§ Quoted passage:
-- START --

This fascinating, must-see docu, skedded to open later this month in limited release and VOD, should travel far.
In 1966, Frank De Felitta made an NBC News documentary about race relations in Greenwood, Miss., a town famous for its lynchings. Fifty-five years later, his son Raymond (“Two Family House,” “City Island”) follows in his footsteps with “Booker’s Place: A Mississippi Story,” filming his update in matching black-and-white. The resulting dialogue between father and son, past and present, focuses on the figure of Booker Wright, an illiterate black waiter whose unforgettable, candid, two-minute summation of his Greenwood existence had far-reaching repercussions for everyone concerned. This fascinating, must-see docu, skedded to open later this month in limited release and VOD, should travel far.
Whether projected on a screen for the Greenwood public or pored over by friends and relatives who add colorful if horrifying detail, the 1966 footage, and particularly Wright’s extraordinary speech, form the nucleus of the docu; helmer Raymond revisits the segment in partial snatches or silent slo-mo, to hypnotic effect.

-- END --

§ Dataset excerpts:

-- START --

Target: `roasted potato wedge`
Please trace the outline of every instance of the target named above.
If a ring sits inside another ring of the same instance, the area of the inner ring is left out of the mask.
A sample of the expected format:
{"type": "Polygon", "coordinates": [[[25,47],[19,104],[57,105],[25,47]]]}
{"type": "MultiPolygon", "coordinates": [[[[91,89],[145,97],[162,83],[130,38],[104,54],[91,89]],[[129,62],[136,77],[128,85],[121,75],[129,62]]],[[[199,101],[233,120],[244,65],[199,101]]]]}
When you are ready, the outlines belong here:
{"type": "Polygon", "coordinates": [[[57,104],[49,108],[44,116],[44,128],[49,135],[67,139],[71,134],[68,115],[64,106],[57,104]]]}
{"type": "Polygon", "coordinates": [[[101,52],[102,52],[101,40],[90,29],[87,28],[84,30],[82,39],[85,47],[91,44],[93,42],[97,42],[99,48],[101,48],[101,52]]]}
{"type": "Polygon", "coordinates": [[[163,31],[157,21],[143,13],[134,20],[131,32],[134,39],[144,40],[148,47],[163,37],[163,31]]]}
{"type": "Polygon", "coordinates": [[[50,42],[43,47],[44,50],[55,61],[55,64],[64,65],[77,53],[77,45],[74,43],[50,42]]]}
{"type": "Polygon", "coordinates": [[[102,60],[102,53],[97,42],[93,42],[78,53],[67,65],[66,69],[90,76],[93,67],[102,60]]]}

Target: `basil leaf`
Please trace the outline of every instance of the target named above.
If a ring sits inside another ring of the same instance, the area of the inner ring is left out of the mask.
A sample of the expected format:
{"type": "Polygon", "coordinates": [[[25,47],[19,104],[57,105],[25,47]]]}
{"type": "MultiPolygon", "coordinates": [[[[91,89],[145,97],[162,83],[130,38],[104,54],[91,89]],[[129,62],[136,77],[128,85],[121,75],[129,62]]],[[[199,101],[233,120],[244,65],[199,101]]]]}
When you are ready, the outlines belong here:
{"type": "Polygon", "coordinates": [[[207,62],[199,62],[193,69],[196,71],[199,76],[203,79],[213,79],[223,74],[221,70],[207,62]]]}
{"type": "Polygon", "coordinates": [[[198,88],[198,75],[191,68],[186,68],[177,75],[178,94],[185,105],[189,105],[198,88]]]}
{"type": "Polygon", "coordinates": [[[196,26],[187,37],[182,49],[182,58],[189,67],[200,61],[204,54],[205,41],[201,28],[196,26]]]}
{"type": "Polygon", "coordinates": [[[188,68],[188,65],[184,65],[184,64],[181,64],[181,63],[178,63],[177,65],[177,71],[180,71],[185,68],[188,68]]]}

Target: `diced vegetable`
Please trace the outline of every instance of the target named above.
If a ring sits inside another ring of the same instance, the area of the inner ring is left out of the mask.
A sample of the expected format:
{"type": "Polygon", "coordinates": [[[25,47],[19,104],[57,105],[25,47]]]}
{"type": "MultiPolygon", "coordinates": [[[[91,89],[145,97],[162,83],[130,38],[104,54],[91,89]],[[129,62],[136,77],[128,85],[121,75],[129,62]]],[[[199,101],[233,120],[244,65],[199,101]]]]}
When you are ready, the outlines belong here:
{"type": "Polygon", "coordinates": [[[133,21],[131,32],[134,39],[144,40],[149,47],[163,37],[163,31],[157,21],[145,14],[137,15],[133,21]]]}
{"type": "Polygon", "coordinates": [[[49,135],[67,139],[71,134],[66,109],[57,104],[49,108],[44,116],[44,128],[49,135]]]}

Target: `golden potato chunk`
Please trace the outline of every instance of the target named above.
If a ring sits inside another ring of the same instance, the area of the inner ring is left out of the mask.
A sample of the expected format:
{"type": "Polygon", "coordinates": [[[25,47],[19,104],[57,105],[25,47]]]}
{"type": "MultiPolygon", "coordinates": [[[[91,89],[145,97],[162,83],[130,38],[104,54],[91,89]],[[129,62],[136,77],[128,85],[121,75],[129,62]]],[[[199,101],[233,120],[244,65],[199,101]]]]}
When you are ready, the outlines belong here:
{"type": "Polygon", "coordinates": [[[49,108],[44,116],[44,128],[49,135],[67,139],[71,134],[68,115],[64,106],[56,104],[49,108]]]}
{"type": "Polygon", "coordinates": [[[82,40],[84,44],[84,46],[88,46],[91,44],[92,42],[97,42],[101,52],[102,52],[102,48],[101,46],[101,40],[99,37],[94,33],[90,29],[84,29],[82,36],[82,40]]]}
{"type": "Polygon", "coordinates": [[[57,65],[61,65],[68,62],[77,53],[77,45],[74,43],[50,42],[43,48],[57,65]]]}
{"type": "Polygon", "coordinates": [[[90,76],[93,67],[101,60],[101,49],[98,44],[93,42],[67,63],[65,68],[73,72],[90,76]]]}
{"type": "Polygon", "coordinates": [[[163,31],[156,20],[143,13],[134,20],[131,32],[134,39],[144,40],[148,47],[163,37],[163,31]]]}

-- END --

§ Exercise instructions:
Resume the review of the documentary about Booker Wright and Greenwood, picking up after its last sentence.

§ Result for this task:
At first, in the context of 2012, little seems shocking in what Wright says. He begins by giving Frank what he asks for: the spiel he delivers nightly for his job at whites-only restaurant Lusco’s, where he melodiously intones the menu (the waiters’ singsong recitations are a specialty of the eatery). But Wright then continues to describe how his customers treat him (“Some is nice, some is not, some call me Booker, some call me John, some call me Jim and some call me nigger”), how that makes him feel (“I have to smile, the meaner the man be, the more you smile, although you’re crying inside”) and why he endures it (“so that my children can get an education and not suffer what I suffered”). In the Klan-dominated context of 1966 Greenwood, which later sections from Frank’s docu illuminate more fully, Wright’s words register disturbingly, provocatively revealing the dignified determination lying beneath his servile mask.
Blowback from Wright’s appearance was immediate. White patrons refused to deal with him and he lost his job; his own restaurant, a mecca for blacks passing through Greenwood, was trashed and burned; and Wright himself was pistol-whipped by a local cop (no charges filed). The camera traverses deserted nighttime country roads as the tale unfolds through eyewitness recollections. Wright’s murder several years later raised more questions than it answered.
Raymond travels to Greenwood with Wright’s granddaughter, Yvette Johnson (the film’s co-producer), who never met the man but had been vainly searching for the NBC documentary. Together they screen the now-legendary episode for the townspeople, several of whom are featured in it. Yvette had always considered Wright an “accidental activist,” but soon realizes he was totally conscious of the political consequences of his speech. There was nothing accidental in his actions.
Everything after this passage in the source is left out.